*** Given data ***

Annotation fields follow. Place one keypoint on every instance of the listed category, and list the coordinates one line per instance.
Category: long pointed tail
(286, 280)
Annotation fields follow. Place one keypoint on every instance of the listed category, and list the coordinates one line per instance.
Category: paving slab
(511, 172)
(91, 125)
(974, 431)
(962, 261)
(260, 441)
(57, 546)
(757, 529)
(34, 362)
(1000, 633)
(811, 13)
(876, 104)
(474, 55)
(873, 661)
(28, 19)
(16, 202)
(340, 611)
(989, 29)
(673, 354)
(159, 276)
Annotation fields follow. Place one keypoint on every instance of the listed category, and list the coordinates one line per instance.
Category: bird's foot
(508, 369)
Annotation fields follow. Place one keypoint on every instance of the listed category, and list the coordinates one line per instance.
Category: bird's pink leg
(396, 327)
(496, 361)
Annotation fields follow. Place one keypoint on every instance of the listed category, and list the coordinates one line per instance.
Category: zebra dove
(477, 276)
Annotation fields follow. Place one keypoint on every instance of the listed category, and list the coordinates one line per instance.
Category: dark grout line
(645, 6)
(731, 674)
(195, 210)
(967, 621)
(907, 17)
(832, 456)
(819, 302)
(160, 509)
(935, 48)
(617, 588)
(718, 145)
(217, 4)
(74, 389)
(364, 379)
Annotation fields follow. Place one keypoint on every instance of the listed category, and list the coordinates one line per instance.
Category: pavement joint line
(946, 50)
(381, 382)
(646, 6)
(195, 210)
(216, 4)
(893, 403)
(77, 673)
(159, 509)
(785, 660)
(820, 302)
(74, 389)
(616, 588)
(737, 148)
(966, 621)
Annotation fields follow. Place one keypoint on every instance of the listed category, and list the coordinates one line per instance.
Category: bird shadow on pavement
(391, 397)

***

● **Challenge**
Transcribe the whole listing with nothing added or left out.

● **Response to this task**
Annotation fields follow. Place one keypoint on every instance of the listed category, and list the coordinates one line per instance.
Category: long pointed tail
(286, 280)
Annotation fields follow. Place one keypoint on every instance of the listed category, and list the coordinates one line per instance.
Category: paving slab
(511, 172)
(91, 125)
(974, 431)
(962, 261)
(260, 441)
(57, 546)
(757, 529)
(34, 362)
(1000, 633)
(811, 13)
(876, 104)
(474, 55)
(873, 661)
(28, 19)
(16, 202)
(340, 611)
(989, 29)
(673, 354)
(159, 276)
Annotation fields follow. Place one keypoint on every instance of the listed category, and list the coordinates one line per instance.
Category: bird's foot
(508, 369)
Annotation fields follow. Place one keypoint on every instance of the listed category, and list the coordinates one line per instance.
Category: bird's pink leg
(396, 327)
(496, 361)
Annotation fields follow. Place one keypoint on every instance of the listed category, and list the coordinates one line per instance.
Category: zebra dove
(477, 276)
Annotation fields follow. Place one keypoint on every instance of the listed category, and list the coordinates one line per instance.
Category: dark grout line
(645, 6)
(731, 674)
(195, 210)
(967, 621)
(907, 17)
(832, 456)
(819, 302)
(160, 509)
(935, 48)
(617, 588)
(718, 145)
(217, 4)
(74, 389)
(364, 379)
Annotation fields follow. Place one keypoint on every instance of the listed category, and list the coordinates one line per instance.
Category: pavement joint line
(946, 50)
(381, 382)
(646, 6)
(195, 210)
(216, 4)
(893, 403)
(77, 673)
(159, 509)
(785, 660)
(820, 302)
(74, 389)
(616, 588)
(737, 148)
(966, 621)
Annotation fields follow. Place one keypoint on every instance of the listed category, and list the coordinates one line per instance.
Category: bird shadow on pavement
(391, 397)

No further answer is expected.